* _Instructions for the task_
The line with "of the cloud" marks the first line to copy, and the line with "x=295, y=255" marks the last. Transcribe that stretch of the data below exactly, without pictures.

* _Data supplied_
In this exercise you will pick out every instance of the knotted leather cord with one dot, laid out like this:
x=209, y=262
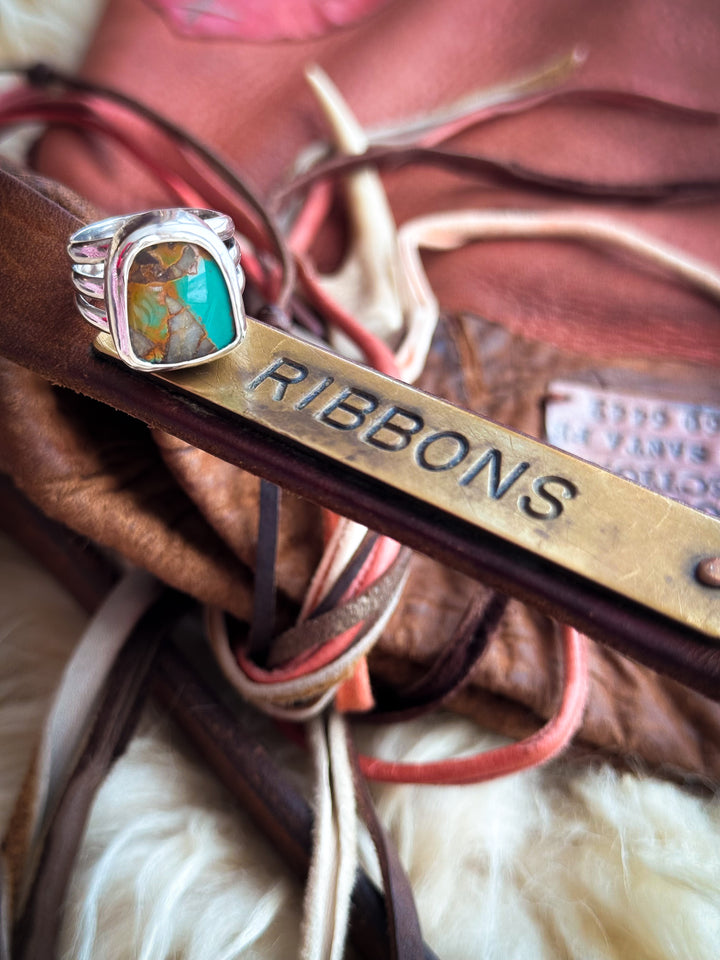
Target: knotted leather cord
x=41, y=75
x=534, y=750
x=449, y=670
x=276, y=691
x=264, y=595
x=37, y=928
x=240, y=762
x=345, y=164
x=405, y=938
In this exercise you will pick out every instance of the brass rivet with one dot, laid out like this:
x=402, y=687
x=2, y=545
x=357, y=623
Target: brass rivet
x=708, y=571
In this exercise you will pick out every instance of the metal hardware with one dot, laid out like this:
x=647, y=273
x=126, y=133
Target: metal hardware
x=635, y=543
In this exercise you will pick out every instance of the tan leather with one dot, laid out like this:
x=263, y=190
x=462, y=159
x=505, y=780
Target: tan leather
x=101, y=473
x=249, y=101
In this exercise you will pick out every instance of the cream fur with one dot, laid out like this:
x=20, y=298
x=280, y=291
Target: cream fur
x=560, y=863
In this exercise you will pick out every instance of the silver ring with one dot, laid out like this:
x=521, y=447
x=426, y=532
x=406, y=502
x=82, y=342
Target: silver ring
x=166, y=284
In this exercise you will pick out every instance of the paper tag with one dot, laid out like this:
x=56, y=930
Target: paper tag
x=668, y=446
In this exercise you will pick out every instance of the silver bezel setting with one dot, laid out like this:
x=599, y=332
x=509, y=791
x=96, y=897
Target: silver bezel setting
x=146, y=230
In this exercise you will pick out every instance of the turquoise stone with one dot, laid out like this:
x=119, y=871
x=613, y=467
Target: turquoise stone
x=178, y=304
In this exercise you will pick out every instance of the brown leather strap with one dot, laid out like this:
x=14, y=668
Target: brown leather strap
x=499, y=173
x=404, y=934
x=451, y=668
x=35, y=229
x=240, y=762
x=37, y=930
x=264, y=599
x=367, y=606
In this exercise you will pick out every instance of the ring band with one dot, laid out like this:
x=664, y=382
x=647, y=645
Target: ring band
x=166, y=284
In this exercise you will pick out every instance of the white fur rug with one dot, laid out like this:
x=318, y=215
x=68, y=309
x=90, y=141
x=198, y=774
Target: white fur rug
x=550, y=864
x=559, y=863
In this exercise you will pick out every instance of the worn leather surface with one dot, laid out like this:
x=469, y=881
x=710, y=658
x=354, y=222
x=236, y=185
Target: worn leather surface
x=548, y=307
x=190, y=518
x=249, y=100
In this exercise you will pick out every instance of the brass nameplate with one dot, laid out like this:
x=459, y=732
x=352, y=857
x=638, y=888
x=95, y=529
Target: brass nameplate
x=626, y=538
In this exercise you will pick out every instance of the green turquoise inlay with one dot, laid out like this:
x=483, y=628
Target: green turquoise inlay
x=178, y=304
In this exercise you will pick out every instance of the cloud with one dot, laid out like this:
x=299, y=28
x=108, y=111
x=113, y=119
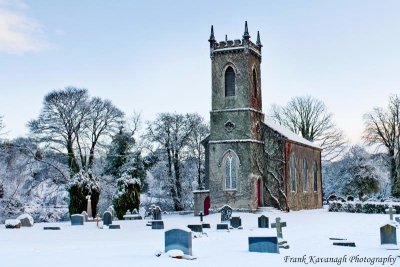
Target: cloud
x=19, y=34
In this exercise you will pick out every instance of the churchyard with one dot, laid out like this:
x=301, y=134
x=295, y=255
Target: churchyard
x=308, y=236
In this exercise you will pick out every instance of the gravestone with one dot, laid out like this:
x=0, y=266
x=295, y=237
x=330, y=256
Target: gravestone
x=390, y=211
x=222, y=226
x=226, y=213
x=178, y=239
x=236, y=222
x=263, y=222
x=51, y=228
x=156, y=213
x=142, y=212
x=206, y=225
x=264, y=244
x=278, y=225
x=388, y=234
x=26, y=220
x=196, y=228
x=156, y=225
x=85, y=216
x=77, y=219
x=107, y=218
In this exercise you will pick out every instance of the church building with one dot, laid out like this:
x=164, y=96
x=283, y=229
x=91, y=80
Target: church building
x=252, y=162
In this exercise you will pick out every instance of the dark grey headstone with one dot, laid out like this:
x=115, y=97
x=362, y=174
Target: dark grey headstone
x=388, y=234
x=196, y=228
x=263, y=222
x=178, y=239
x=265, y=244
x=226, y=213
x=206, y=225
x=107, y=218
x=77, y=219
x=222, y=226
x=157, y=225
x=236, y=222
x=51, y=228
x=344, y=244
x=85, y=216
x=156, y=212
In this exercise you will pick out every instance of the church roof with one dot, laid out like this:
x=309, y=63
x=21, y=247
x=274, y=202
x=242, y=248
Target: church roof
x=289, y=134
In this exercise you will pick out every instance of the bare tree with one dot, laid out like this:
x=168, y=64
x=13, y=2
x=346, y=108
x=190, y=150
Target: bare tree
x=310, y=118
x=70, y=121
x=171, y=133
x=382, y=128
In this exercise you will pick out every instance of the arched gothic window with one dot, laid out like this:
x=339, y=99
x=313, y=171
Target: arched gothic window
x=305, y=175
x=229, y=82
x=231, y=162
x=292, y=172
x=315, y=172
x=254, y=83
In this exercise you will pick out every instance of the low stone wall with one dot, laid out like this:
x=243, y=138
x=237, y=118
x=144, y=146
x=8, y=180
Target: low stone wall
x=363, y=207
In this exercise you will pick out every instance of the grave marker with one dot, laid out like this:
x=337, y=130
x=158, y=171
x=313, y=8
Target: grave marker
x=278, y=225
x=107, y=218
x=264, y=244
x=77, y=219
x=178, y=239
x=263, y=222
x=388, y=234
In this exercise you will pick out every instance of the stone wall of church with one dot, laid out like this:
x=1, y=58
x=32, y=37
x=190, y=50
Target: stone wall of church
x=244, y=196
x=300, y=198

==

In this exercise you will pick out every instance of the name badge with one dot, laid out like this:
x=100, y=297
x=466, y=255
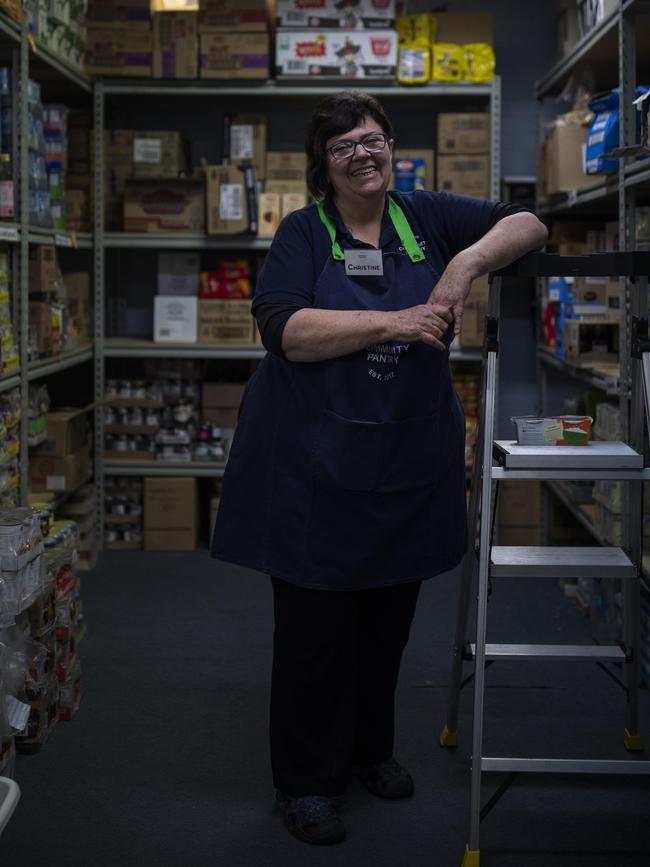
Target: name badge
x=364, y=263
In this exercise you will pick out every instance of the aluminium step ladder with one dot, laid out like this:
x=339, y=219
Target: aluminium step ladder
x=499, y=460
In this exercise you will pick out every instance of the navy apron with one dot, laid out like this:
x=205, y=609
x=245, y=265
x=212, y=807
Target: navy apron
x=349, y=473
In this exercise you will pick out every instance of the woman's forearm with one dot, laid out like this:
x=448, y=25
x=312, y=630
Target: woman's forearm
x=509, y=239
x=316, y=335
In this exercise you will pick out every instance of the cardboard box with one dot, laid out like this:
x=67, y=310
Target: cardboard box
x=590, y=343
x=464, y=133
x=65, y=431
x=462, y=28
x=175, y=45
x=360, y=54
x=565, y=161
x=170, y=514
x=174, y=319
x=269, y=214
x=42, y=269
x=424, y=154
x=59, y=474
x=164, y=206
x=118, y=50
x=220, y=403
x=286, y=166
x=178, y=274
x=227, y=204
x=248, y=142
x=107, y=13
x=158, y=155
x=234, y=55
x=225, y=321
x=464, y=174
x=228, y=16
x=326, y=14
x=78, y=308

---

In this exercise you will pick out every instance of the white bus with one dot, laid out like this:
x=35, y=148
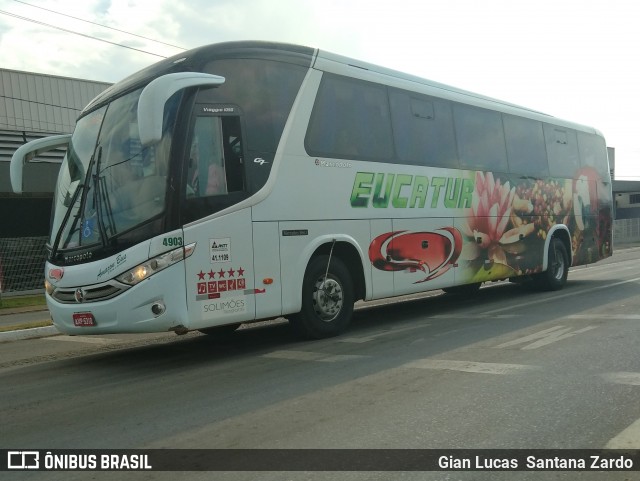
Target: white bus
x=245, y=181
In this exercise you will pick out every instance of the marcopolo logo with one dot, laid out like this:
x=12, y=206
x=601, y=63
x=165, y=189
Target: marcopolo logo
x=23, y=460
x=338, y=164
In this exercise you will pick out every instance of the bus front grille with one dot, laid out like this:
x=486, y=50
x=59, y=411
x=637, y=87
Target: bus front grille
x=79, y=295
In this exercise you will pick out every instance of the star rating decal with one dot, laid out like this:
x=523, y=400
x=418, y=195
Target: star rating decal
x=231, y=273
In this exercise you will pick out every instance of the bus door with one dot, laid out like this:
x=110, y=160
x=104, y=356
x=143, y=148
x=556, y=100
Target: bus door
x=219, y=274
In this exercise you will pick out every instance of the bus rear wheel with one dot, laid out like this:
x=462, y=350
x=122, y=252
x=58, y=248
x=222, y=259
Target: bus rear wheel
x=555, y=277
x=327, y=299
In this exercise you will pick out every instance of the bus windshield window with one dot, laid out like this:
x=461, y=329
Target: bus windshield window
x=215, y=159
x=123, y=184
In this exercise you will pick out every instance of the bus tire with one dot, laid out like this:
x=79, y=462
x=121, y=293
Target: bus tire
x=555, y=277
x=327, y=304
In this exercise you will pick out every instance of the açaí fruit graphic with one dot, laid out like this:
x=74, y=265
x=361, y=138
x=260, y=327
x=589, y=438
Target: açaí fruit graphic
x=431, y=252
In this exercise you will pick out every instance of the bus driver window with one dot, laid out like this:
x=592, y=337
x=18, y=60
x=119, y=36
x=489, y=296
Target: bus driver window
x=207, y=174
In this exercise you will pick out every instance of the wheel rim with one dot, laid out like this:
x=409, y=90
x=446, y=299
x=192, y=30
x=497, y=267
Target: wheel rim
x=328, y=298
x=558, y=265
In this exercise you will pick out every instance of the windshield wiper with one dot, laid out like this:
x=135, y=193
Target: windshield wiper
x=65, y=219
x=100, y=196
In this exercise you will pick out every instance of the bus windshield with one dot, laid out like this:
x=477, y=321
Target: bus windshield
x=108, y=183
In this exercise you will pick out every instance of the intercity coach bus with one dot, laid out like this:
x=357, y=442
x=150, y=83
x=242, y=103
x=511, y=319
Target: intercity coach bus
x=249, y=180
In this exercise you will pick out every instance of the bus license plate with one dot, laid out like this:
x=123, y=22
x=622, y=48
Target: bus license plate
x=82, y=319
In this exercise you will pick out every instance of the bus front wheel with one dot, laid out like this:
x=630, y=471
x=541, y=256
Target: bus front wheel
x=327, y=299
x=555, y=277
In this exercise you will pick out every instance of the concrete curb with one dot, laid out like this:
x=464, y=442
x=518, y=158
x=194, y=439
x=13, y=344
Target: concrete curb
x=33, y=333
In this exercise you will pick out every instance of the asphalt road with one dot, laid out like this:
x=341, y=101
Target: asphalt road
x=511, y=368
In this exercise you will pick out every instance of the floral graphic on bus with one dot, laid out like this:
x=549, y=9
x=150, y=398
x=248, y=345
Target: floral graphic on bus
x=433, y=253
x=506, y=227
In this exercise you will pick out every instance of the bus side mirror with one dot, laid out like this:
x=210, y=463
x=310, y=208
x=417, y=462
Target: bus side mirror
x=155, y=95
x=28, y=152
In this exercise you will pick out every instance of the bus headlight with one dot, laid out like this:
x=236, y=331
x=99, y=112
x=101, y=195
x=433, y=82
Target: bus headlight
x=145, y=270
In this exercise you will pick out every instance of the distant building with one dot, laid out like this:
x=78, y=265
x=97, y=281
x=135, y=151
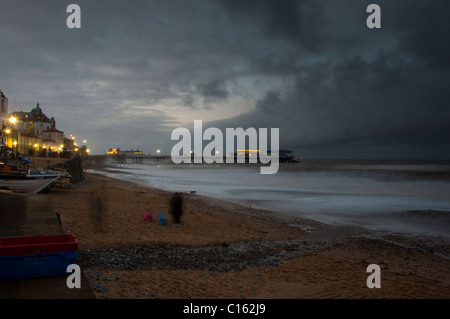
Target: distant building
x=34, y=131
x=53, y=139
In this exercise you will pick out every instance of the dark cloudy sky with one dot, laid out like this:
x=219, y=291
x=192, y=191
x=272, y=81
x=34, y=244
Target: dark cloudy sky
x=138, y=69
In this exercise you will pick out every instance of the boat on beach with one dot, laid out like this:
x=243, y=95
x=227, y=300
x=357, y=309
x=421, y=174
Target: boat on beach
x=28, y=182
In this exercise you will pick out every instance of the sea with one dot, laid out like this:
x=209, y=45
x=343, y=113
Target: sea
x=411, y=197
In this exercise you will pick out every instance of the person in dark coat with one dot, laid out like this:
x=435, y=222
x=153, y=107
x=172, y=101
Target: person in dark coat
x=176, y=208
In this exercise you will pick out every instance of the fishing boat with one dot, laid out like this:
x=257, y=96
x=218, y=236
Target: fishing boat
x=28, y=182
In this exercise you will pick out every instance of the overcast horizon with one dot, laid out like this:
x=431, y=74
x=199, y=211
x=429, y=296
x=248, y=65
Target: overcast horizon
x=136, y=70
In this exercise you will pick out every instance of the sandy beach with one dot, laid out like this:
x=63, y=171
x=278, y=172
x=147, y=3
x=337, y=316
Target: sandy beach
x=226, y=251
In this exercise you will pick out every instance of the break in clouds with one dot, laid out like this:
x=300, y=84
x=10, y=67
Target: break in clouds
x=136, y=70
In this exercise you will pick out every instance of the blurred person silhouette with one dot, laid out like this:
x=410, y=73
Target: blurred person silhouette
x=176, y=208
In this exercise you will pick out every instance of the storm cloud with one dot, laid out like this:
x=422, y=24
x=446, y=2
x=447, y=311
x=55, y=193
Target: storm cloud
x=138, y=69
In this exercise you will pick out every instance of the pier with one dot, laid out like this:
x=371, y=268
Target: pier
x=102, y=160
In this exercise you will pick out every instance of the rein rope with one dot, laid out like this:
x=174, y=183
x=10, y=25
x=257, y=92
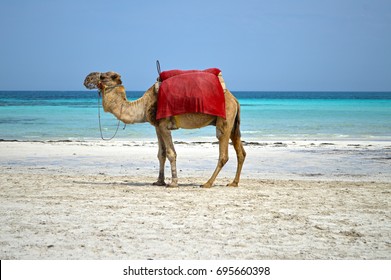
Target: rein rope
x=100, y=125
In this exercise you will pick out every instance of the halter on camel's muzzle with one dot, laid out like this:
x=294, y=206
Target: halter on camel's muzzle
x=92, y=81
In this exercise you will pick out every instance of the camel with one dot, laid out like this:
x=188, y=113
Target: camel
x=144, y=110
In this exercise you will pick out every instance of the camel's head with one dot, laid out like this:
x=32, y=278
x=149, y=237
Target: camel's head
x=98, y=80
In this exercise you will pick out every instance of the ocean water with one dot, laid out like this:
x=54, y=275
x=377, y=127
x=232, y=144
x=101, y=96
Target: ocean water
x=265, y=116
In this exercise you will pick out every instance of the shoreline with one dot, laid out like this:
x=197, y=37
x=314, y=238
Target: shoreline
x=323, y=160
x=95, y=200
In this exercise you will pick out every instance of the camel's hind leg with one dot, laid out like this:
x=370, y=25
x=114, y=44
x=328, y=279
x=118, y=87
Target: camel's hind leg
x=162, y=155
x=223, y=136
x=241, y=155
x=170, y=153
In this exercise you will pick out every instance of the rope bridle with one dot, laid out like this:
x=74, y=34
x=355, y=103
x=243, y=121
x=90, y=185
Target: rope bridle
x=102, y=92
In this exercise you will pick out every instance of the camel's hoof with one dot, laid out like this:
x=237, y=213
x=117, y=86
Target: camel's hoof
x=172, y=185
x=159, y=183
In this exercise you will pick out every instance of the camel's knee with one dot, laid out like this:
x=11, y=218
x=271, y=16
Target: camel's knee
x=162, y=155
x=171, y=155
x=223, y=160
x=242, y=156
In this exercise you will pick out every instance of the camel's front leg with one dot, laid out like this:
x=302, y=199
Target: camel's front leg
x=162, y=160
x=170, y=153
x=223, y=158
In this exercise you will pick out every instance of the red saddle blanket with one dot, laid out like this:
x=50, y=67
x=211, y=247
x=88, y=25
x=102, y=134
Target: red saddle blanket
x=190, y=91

* _Finished exercise_
In this exercise you will pick out every instance of the cloud with one dot, laid out like this:
x=299, y=28
x=108, y=111
x=113, y=119
Target: cloud
x=19, y=34
In this exercise you will pick out every instance of the churchyard with one dot, laid out like this:
x=301, y=134
x=295, y=255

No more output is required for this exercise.